- MATERIAL SHOWN:
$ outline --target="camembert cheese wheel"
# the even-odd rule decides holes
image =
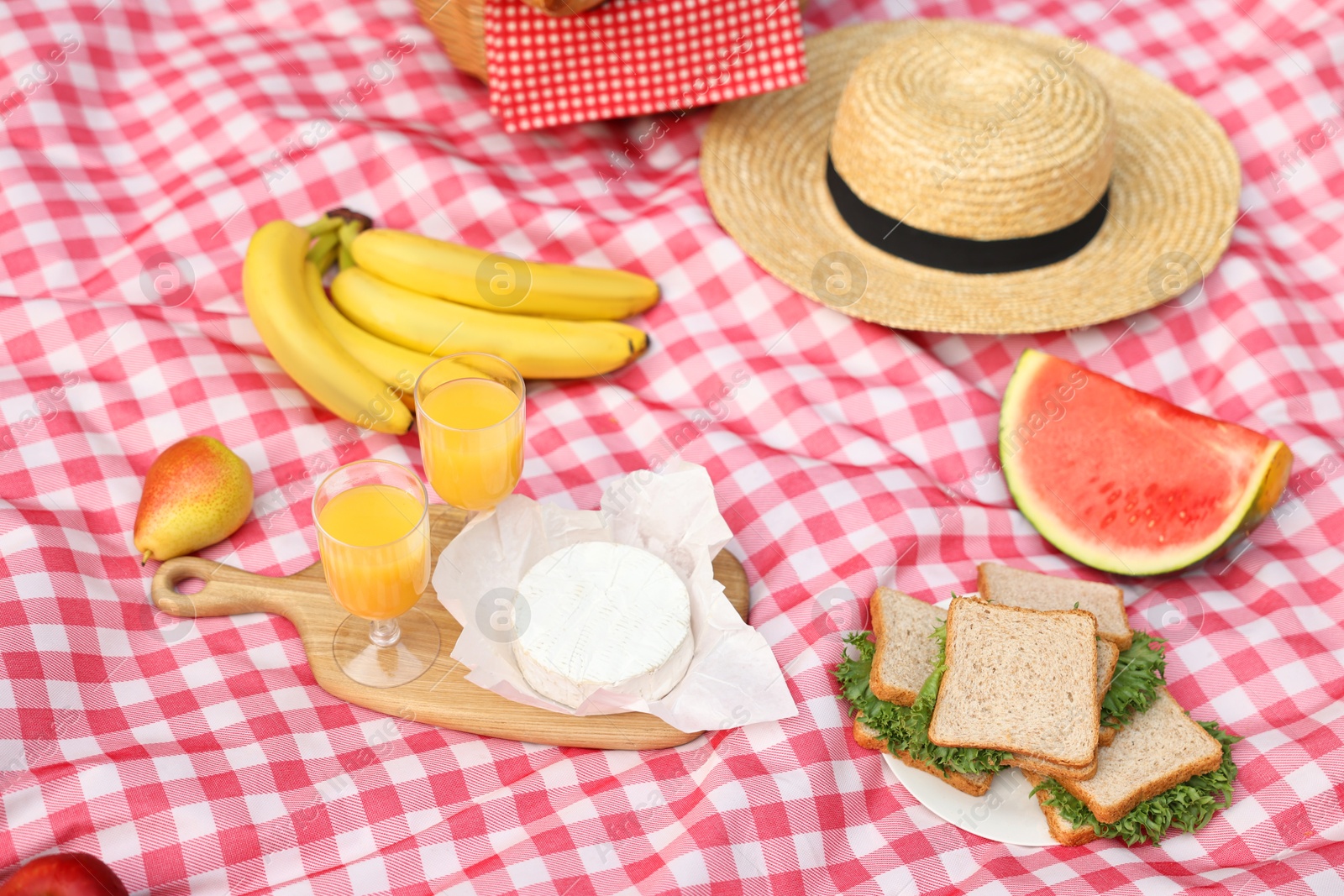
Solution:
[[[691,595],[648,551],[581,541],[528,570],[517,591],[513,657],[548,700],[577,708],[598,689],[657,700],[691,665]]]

- PROBLEM:
Can you write out every record again, replacing "camembert" with "brie", leaving everything else unchanged and the pictures out?

- RESULT OF THE TASK:
$ outline --target="brie cheese wheel"
# the even-odd rule decides holes
image =
Solution:
[[[691,595],[648,551],[581,541],[528,570],[517,591],[513,657],[548,700],[577,708],[598,689],[657,700],[691,665]]]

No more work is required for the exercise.